RECORDS FOR THIS EXERCISE —
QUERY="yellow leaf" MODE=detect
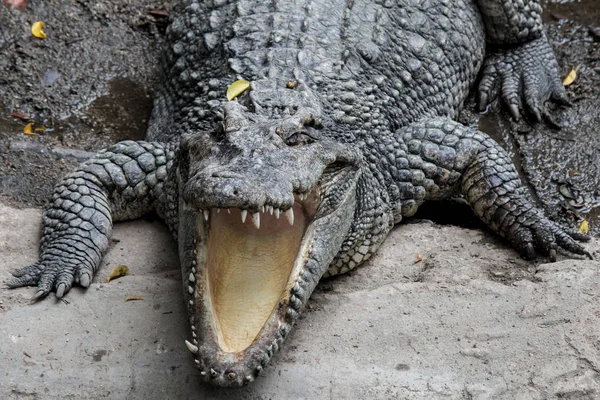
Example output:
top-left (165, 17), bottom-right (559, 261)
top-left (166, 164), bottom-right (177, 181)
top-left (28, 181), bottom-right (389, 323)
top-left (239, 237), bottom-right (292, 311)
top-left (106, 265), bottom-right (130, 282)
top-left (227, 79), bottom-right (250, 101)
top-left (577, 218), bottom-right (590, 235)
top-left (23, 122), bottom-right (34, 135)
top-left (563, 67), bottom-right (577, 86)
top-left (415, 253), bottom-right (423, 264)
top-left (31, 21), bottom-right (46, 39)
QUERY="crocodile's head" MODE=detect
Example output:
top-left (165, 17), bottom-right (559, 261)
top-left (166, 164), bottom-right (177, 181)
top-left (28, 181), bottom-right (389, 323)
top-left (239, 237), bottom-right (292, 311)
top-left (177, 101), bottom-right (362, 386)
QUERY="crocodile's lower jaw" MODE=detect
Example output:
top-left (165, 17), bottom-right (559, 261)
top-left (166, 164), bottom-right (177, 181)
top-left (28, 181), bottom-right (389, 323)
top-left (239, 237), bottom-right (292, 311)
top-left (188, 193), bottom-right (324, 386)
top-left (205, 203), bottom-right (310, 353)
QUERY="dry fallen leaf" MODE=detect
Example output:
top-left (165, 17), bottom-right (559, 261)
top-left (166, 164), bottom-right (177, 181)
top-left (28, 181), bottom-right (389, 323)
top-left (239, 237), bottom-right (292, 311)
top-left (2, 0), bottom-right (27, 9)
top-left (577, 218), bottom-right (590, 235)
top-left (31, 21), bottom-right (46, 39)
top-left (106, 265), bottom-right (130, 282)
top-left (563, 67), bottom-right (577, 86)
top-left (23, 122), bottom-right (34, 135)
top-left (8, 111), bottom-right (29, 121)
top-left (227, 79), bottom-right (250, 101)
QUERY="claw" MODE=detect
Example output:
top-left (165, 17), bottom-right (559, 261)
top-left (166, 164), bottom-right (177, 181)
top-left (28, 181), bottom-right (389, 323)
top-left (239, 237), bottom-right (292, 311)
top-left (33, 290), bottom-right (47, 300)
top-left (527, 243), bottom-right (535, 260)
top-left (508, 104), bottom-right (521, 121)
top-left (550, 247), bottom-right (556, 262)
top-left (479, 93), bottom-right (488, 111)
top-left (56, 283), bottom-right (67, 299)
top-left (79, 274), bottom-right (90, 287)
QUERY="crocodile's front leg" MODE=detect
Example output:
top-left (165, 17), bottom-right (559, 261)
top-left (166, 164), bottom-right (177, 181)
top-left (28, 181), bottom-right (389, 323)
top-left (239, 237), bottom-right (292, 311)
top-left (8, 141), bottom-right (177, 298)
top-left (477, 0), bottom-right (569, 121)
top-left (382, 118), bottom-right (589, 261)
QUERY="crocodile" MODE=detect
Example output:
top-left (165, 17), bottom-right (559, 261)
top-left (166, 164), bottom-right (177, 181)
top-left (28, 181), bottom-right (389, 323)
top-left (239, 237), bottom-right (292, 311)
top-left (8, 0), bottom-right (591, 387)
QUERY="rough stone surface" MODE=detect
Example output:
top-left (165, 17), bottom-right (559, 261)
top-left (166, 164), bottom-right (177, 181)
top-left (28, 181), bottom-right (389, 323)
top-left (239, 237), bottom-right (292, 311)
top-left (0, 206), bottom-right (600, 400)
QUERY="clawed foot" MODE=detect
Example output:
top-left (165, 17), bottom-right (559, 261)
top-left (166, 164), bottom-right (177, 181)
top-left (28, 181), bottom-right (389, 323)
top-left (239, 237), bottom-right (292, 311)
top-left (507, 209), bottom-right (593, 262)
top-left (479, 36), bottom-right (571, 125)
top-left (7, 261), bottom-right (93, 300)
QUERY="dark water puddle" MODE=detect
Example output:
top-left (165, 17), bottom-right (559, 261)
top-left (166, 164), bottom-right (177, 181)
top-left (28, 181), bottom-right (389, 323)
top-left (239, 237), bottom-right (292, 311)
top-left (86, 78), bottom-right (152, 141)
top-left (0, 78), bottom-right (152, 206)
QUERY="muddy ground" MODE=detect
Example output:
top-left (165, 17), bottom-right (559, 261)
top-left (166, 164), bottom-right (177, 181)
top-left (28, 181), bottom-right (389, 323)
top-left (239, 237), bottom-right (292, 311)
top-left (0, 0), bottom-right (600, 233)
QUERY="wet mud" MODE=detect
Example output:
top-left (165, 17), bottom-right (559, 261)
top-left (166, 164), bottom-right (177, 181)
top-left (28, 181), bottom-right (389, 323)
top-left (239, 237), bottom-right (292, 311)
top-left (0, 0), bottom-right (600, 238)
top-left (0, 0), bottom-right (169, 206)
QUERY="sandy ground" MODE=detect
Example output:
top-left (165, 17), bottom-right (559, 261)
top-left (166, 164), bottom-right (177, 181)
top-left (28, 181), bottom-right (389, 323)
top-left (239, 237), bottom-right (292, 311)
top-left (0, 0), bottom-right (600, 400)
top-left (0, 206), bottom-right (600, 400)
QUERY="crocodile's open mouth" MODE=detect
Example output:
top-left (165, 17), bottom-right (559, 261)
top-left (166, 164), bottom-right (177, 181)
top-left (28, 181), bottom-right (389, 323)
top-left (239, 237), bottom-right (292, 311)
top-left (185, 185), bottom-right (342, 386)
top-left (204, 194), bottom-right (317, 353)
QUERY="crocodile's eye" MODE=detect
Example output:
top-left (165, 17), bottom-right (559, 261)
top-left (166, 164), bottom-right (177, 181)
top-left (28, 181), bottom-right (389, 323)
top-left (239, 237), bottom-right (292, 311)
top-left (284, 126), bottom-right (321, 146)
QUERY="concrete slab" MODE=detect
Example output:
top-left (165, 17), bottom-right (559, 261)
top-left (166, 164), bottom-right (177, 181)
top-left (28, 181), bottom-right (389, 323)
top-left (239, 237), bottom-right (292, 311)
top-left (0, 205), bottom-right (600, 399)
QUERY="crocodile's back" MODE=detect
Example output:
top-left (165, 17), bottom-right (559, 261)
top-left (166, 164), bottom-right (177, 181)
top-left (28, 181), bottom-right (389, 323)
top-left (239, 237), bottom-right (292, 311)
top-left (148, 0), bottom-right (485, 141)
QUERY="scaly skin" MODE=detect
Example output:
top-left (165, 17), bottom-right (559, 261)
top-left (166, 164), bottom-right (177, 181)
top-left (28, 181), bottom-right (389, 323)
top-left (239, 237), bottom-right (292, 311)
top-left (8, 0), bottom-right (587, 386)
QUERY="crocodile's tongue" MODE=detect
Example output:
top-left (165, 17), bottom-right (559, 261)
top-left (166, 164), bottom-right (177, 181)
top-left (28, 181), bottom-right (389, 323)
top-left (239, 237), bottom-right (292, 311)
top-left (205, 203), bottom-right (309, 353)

EXERCISE TASK —
Reproduce all of the rows above word for word, but leave the pictures out of your answer.

RIGHT ANSWER —
QUERY="yellow leaf" MODE=detect
Example output:
top-left (165, 17), bottom-right (559, 261)
top-left (166, 164), bottom-right (177, 181)
top-left (28, 181), bottom-right (389, 323)
top-left (239, 237), bottom-right (292, 311)
top-left (106, 265), bottom-right (130, 282)
top-left (227, 79), bottom-right (250, 101)
top-left (577, 218), bottom-right (590, 235)
top-left (23, 122), bottom-right (34, 135)
top-left (563, 67), bottom-right (577, 86)
top-left (415, 253), bottom-right (423, 264)
top-left (31, 21), bottom-right (46, 39)
QUERY="crocodile's head" MODE=detect
Example output:
top-left (165, 17), bottom-right (559, 261)
top-left (166, 164), bottom-right (177, 181)
top-left (28, 181), bottom-right (389, 323)
top-left (239, 237), bottom-right (292, 311)
top-left (177, 101), bottom-right (362, 386)
QUERY="crocodile's lower jaw" MODE=detect
Example output:
top-left (165, 17), bottom-right (559, 261)
top-left (166, 164), bottom-right (177, 181)
top-left (28, 181), bottom-right (389, 323)
top-left (239, 237), bottom-right (292, 311)
top-left (188, 193), bottom-right (324, 386)
top-left (205, 203), bottom-right (310, 353)
QUERY="dry fallen leaf" MODE=detect
Example output:
top-left (165, 17), bottom-right (559, 261)
top-left (166, 164), bottom-right (177, 181)
top-left (28, 181), bottom-right (389, 323)
top-left (239, 237), bottom-right (292, 311)
top-left (2, 0), bottom-right (27, 9)
top-left (577, 218), bottom-right (590, 235)
top-left (31, 21), bottom-right (46, 39)
top-left (106, 265), bottom-right (130, 282)
top-left (563, 67), bottom-right (577, 86)
top-left (23, 122), bottom-right (34, 135)
top-left (8, 111), bottom-right (29, 121)
top-left (227, 79), bottom-right (250, 101)
QUERY="claw" MODE=detect
Example output:
top-left (165, 17), bottom-right (559, 261)
top-left (166, 164), bottom-right (177, 181)
top-left (28, 181), bottom-right (389, 323)
top-left (239, 237), bottom-right (292, 311)
top-left (33, 290), bottom-right (47, 300)
top-left (527, 243), bottom-right (535, 260)
top-left (508, 104), bottom-right (521, 121)
top-left (550, 247), bottom-right (556, 262)
top-left (479, 93), bottom-right (488, 111)
top-left (56, 283), bottom-right (67, 299)
top-left (79, 274), bottom-right (90, 287)
QUERY="crocodile's front leg" MODE=detect
Example output:
top-left (165, 17), bottom-right (559, 261)
top-left (166, 164), bottom-right (177, 181)
top-left (28, 181), bottom-right (389, 323)
top-left (239, 237), bottom-right (292, 311)
top-left (8, 141), bottom-right (177, 298)
top-left (477, 0), bottom-right (569, 121)
top-left (382, 118), bottom-right (589, 261)
QUERY="crocodile" MODE=detect
Example output:
top-left (165, 17), bottom-right (559, 261)
top-left (166, 164), bottom-right (177, 181)
top-left (28, 181), bottom-right (389, 323)
top-left (239, 237), bottom-right (292, 311)
top-left (8, 0), bottom-right (591, 387)
QUERY="rough stone surface" MODE=detect
Example output:
top-left (165, 17), bottom-right (559, 261)
top-left (166, 164), bottom-right (177, 181)
top-left (28, 181), bottom-right (389, 323)
top-left (239, 237), bottom-right (292, 311)
top-left (0, 206), bottom-right (600, 400)
QUERY="clawed foot" MODE=detect
Example output:
top-left (165, 17), bottom-right (559, 261)
top-left (166, 164), bottom-right (177, 181)
top-left (28, 181), bottom-right (389, 323)
top-left (239, 237), bottom-right (292, 311)
top-left (507, 209), bottom-right (593, 262)
top-left (479, 36), bottom-right (571, 125)
top-left (7, 261), bottom-right (93, 300)
QUERY="dark water puddle" MODE=detect
Example output:
top-left (165, 17), bottom-right (559, 261)
top-left (166, 164), bottom-right (177, 181)
top-left (28, 181), bottom-right (389, 323)
top-left (239, 237), bottom-right (292, 311)
top-left (86, 78), bottom-right (152, 141)
top-left (0, 78), bottom-right (152, 206)
QUERY="muddy ground" MODE=detect
Example output:
top-left (165, 17), bottom-right (559, 261)
top-left (166, 164), bottom-right (177, 181)
top-left (28, 181), bottom-right (389, 323)
top-left (239, 237), bottom-right (292, 311)
top-left (0, 0), bottom-right (600, 233)
QUERY="wet mud" MODE=detect
Example output:
top-left (165, 17), bottom-right (559, 261)
top-left (166, 164), bottom-right (177, 181)
top-left (28, 181), bottom-right (389, 323)
top-left (239, 237), bottom-right (292, 311)
top-left (0, 0), bottom-right (600, 238)
top-left (0, 0), bottom-right (169, 206)
QUERY="sandy ground" MODE=detect
Example output:
top-left (165, 17), bottom-right (559, 261)
top-left (166, 164), bottom-right (177, 181)
top-left (28, 181), bottom-right (389, 323)
top-left (239, 237), bottom-right (292, 311)
top-left (0, 0), bottom-right (600, 400)
top-left (0, 206), bottom-right (600, 400)
QUERY="crocodile's open mouth" MODE=detect
Example output:
top-left (165, 17), bottom-right (559, 261)
top-left (166, 164), bottom-right (177, 181)
top-left (28, 181), bottom-right (389, 323)
top-left (239, 237), bottom-right (292, 311)
top-left (185, 185), bottom-right (342, 386)
top-left (204, 194), bottom-right (317, 353)
QUERY="crocodile's eye" MODE=detect
Example output:
top-left (165, 17), bottom-right (559, 261)
top-left (166, 164), bottom-right (177, 181)
top-left (28, 181), bottom-right (389, 323)
top-left (239, 237), bottom-right (292, 311)
top-left (284, 126), bottom-right (321, 146)
QUERY="concrete slab" MODE=detect
Example output:
top-left (165, 17), bottom-right (559, 261)
top-left (166, 164), bottom-right (177, 181)
top-left (28, 181), bottom-right (389, 323)
top-left (239, 237), bottom-right (292, 311)
top-left (0, 205), bottom-right (600, 399)
QUERY="crocodile's back" MODE=detect
Example output:
top-left (165, 17), bottom-right (559, 261)
top-left (166, 164), bottom-right (177, 181)
top-left (28, 181), bottom-right (389, 323)
top-left (239, 237), bottom-right (292, 311)
top-left (148, 0), bottom-right (485, 141)
QUERY="scaly skin" MODE=detect
Example output:
top-left (165, 17), bottom-right (559, 261)
top-left (166, 164), bottom-right (177, 181)
top-left (28, 181), bottom-right (389, 323)
top-left (239, 237), bottom-right (292, 311)
top-left (8, 0), bottom-right (587, 386)
QUERY="crocodile's tongue" MODE=detect
Example output:
top-left (165, 17), bottom-right (559, 261)
top-left (166, 164), bottom-right (177, 181)
top-left (28, 181), bottom-right (389, 323)
top-left (239, 237), bottom-right (292, 311)
top-left (205, 203), bottom-right (309, 353)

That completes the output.